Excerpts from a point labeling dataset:

◆ ◆ ◆

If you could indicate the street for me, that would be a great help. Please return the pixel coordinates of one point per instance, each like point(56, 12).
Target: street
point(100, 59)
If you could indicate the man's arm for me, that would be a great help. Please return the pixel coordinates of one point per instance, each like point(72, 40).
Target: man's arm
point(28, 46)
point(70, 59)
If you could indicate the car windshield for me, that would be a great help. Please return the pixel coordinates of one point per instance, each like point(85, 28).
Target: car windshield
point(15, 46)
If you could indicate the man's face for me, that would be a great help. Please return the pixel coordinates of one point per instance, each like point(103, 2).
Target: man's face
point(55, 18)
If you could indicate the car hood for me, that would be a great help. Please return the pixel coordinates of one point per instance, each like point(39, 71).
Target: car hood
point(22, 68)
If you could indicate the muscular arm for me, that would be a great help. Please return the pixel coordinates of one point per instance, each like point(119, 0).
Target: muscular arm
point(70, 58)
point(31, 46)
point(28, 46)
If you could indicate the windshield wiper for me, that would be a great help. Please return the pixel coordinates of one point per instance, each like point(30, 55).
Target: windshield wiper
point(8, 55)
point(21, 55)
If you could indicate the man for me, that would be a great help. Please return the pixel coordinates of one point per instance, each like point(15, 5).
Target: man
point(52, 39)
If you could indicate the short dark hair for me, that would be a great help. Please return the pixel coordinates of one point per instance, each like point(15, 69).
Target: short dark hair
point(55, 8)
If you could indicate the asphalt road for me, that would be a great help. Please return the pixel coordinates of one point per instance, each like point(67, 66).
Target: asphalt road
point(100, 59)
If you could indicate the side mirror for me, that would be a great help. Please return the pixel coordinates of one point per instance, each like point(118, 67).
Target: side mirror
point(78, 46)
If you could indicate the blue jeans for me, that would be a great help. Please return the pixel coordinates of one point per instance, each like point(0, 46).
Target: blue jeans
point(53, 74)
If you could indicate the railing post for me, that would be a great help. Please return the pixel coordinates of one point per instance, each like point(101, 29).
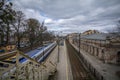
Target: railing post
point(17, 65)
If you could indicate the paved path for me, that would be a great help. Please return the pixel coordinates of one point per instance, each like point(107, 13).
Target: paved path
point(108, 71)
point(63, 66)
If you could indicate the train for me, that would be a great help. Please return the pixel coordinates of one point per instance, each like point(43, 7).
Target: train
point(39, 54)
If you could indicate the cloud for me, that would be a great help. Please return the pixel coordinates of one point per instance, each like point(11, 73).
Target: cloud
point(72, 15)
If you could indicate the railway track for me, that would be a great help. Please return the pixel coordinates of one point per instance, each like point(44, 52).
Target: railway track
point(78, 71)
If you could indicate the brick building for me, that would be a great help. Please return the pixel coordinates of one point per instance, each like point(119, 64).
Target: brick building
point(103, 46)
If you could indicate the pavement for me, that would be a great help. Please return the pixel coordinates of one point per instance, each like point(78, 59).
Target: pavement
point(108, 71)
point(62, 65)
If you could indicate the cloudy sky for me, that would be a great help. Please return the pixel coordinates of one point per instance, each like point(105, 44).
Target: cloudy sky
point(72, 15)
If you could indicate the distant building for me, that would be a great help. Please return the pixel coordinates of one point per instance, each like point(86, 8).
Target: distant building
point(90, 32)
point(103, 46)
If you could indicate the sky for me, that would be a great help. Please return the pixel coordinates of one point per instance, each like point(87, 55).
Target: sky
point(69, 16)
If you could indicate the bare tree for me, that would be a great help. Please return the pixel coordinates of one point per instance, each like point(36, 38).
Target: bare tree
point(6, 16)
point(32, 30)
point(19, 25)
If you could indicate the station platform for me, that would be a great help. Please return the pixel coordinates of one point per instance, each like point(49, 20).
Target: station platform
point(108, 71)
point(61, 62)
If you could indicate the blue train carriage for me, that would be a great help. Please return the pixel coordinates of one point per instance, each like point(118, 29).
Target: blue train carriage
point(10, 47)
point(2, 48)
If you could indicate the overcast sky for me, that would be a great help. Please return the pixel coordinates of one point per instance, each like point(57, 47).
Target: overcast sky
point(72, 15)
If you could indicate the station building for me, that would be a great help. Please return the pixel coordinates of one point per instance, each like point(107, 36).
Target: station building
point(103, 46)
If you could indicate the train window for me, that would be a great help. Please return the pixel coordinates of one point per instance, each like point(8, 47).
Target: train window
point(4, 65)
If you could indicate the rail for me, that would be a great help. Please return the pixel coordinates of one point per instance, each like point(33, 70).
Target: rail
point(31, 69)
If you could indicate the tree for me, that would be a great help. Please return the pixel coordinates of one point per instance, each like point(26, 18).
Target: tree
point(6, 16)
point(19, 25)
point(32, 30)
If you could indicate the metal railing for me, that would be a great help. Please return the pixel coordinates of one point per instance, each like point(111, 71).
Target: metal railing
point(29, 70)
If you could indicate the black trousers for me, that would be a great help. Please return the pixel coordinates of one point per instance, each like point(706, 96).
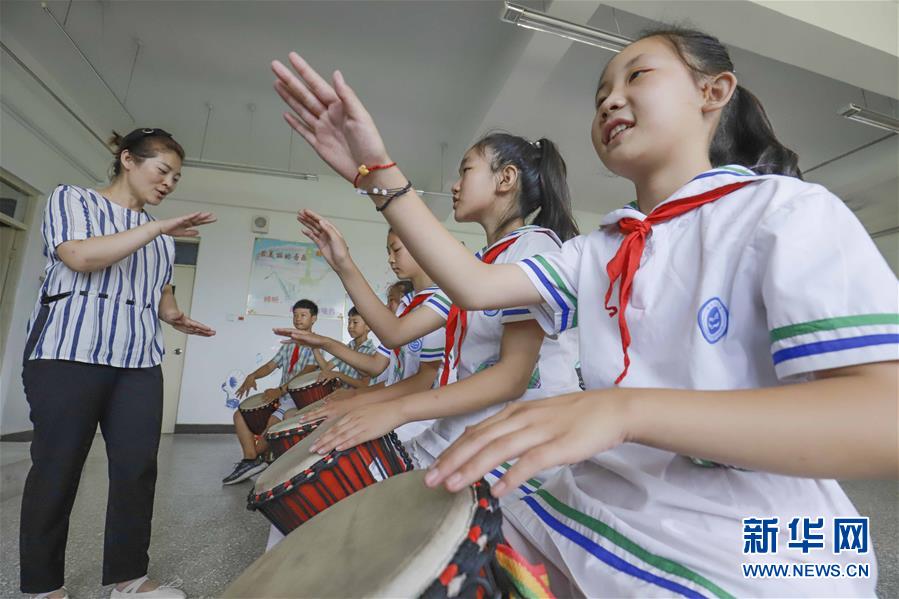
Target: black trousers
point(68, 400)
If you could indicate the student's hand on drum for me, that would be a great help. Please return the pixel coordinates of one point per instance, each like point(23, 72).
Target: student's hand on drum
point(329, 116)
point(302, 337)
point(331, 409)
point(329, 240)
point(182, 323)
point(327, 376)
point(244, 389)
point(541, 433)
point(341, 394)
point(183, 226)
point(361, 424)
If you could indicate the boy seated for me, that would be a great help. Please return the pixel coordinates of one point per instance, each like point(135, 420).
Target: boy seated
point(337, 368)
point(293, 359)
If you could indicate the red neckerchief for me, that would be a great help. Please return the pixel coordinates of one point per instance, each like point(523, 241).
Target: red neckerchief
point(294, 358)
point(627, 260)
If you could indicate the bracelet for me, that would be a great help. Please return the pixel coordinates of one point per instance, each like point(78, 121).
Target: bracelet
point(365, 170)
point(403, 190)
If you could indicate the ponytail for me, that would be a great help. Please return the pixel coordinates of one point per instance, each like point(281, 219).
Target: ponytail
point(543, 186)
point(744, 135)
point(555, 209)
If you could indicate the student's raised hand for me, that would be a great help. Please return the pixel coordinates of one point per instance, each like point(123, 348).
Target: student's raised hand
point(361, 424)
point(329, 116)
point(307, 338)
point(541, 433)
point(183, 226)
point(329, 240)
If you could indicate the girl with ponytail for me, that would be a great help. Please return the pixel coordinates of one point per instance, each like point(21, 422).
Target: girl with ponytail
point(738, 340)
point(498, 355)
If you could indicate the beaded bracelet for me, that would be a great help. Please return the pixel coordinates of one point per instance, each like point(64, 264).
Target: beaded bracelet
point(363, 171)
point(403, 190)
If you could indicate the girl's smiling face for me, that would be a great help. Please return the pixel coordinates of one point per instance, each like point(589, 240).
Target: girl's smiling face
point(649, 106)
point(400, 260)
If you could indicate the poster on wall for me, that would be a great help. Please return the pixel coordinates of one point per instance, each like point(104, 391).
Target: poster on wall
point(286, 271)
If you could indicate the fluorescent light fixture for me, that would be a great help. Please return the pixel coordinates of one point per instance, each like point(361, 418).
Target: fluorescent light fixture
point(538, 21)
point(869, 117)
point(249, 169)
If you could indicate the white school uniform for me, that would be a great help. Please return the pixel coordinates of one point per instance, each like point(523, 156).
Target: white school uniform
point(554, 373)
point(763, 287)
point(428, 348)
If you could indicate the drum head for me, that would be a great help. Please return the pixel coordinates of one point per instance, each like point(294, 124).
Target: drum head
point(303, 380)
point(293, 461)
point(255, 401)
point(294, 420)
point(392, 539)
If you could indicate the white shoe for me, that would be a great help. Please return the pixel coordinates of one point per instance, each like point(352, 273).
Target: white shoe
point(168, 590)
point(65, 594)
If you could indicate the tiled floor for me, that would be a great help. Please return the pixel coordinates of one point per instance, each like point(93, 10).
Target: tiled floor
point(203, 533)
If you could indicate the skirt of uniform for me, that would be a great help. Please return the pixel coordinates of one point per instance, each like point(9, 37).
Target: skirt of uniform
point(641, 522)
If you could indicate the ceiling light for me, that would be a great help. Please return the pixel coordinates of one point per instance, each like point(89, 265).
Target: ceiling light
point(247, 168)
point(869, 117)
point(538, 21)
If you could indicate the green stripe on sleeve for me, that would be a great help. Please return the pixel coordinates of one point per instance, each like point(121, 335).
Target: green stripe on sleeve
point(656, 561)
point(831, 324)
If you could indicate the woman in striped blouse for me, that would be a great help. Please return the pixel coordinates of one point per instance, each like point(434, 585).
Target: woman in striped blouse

◆ ◆ ◆

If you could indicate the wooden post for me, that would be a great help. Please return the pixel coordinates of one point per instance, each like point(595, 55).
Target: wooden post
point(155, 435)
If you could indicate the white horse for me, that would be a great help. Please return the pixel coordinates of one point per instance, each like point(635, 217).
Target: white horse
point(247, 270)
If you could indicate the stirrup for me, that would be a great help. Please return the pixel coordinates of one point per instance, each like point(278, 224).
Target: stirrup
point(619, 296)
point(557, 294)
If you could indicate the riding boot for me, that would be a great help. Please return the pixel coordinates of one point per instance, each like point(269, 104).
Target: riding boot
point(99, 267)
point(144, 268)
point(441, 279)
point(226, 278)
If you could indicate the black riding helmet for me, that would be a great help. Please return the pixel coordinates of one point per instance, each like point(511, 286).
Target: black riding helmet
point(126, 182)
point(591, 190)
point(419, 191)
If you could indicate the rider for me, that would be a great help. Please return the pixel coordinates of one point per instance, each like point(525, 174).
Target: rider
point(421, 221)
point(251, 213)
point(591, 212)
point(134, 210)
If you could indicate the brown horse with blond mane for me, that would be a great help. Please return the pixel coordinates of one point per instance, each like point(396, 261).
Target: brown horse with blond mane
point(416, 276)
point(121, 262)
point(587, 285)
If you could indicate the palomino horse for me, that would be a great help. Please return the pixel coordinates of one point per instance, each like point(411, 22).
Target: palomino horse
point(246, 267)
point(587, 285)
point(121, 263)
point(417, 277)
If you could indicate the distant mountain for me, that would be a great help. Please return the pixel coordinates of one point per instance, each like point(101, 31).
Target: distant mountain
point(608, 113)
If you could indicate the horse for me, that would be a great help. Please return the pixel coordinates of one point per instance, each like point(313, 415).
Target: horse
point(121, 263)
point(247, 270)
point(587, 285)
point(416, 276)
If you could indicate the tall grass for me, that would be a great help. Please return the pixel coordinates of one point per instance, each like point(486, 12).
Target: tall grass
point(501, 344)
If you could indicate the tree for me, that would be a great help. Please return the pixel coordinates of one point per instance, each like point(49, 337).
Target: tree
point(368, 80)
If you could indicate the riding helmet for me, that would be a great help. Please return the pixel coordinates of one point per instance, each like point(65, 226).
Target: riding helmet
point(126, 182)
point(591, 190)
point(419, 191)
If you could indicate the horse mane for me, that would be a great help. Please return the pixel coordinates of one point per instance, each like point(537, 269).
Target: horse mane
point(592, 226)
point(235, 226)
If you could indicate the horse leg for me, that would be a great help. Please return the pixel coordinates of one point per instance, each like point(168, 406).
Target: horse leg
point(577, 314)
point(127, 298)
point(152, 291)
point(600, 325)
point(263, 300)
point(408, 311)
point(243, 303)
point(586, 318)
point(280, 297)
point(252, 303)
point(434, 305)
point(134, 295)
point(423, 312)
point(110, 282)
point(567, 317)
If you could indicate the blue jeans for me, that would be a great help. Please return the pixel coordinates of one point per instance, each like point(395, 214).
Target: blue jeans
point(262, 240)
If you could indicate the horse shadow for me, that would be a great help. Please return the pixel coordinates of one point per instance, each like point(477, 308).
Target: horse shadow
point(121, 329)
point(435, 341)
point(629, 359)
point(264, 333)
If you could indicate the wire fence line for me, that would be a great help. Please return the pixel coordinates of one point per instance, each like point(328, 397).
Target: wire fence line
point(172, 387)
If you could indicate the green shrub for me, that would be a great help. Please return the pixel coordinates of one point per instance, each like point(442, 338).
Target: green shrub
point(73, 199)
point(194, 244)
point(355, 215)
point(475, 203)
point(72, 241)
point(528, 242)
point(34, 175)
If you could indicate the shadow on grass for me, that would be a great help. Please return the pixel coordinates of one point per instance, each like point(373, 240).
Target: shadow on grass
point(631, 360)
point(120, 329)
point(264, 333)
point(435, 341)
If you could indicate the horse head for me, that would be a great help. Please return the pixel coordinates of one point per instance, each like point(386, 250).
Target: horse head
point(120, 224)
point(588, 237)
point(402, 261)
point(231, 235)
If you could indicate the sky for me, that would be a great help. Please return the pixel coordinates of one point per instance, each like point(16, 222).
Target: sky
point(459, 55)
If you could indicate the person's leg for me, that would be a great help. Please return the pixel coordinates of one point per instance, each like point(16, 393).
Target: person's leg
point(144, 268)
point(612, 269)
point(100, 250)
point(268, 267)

◆ ◆ ◆

_Work instructions_
Find every line in the entries above that contains the word "face", and copy each of those lines.

_The output_
If you could indicate the man's face for me, that would be a great help. Please return the pixel coordinates of one point per instance, each like point(103, 2).
Target: man's face
If you could indicate the girl's smiling face for me, that would be a great help. Please return the pixel coordinates of one point per instance, each like point(589, 240).
Target: girl's smiling face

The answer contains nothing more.